Tus tareas.
1. Escribe tal cual la parte del texto sobre la confesión de fe que empieza en "En segundo lugar, una" y termina en "que lo confronte.".
2. Retoma el texto sobre la confesión de fe justo donde se detiene y sigue escribiéndolo.

Fragmento del documento.
----
En segundo lugar, una confesión de fe es un instrumento útil en la instrucción pública de la congregación. Una confesión es un tratado breve de teología que puede utilizarse para dar a nuestra congregación una amplia exposición a la verdad, así como una cerca contra el error. Facilita grandemente la promoción del conocimiento cristiano y una fe discriminadora12 entre el pueblo de Dios y otros que asisten al ministerio público de nuestras iglesias, siendo asimismo una ayuda útil para el pueblo de Dios en la instrucción de sus hijos. Además, una confesión de fe sirve como marco, dentro del cual nuestra congregación puede recibir con conocimiento la predicación de la Palabra, así como para alertarla contra lo novedoso y lo erróneo, dondequiera que lo confronte.
2. Una confesión sirve de norma pública de comunión y disciplina
La Biblia considera la iglesia local no como una unión de aquellos que han acordado diferir, sino un cuerpo caracterizado por la paz y la unidad. La Iglesia ha de ‘guardar la unidad del Espíritu en el vínculo de la paz’ (Ef. 4:3). Sus miembros han de ser ‘unánimes’, es decir, de un corazón, alma, espíritu, mente y voz (Ro. 15:5,6; 1 Co. 1:10; Fil. 1:27; 2:2). Una confesión ayuda a proteger la unidad de una iglesia y a preservar su paz. Sirve como base de comunión eclesiástica entre los que están tan casi de acuerdo como para poder andar y trabajar juntos en armonía. Congrega a los que sostienen una fe común y los une en una comunión.
----
Material dado.
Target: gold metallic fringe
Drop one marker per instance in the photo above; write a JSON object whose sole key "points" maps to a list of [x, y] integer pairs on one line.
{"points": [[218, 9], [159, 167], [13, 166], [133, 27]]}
----
Respuestas a tareas.
1.
En segundo lugar, una confesión de fe es un instrumento útil en la instrucción pública de la congregación. Una confesión es un tratado breve de teología que puede utilizarse para dar a nuestra congregación una amplia exposición a la verdad, así como una cerca contra el error. Facilita grandemente la promoción del conocimiento cristiano y una fe discriminadora12 entre el pueblo de Dios y otros que asisten al ministerio público de nuestras iglesias, siendo asimismo una ayuda útil para el pueblo de Dios en la instrucción de sus hijos. Además, una confesión de fe sirve como marco, dentro del cual nuestra congregación puede recibir con conocimiento la predicación de la Palabra, así como para alertarla contra lo novedoso y lo erróneo, dondequiera que lo confronte.

2.
Jesús dijo: ‘…toda… casa dividida contra sí misma, no permanecerá’ (Mt. 12:25). ¿Pueden los calvinistas, los arminianos, los pelagianos y los unitarios orar, trabajar, tener comunión y adorar juntos en paz y con provecho, mientras que cada uno sostiene y promueve sus propias nociones de la verdad? ¿Quién dirigirá el culto o predicará? ¿Pueden los que creen que Jesús es Dios orar con los que consideran ese culto una idolatría? ¿Pueden los que profesan ser justificados por la fe en Cristo solamente tener comunión con los que creen lo contrario? ¿Pueden sentarse juntos a la misma mesa sacramental? ¿Pueden los que creen en la inspiración verbal y plenaria compartir el púlpito con los que niegan esa doctrina? La única manera en que los que difieren en asuntos esenciales pueden habitar juntos en armonía es imponer una moratoria a la verdad; de lo contrario, convertirán ciertamente ‘la casa de Dios en una triste Babel’.13
Como notamos anteriormente, todas las iglesias tienen un credo, ya sea escrito o entendido por sus miembros. Y todo hombre sabio, antes de unirse a una iglesia, deseará saber cuál es ese credo. Tiene derecho a saber lo que cree la iglesia y la iglesia tiene derecho a saber lo que él cree. Ahora bien, tener un credo no publicado como prueba de comunión es un desorden, por no decir una deshonestidad. Se deja que cada uno descubra el credo de la iglesia por sí mismo. Y la iglesia misma no tiene una manera fácil de discernir si los que solicitan la lista de miembros están en armonía con la fe común de sus miembros, puesto que lo esencial de su común fe no se particulariza en ningún lugar. Una confesión publicada facilita grandemente la evaluación de la posición doctrinal de la iglesia por parte de un posible miembro, y viceversa.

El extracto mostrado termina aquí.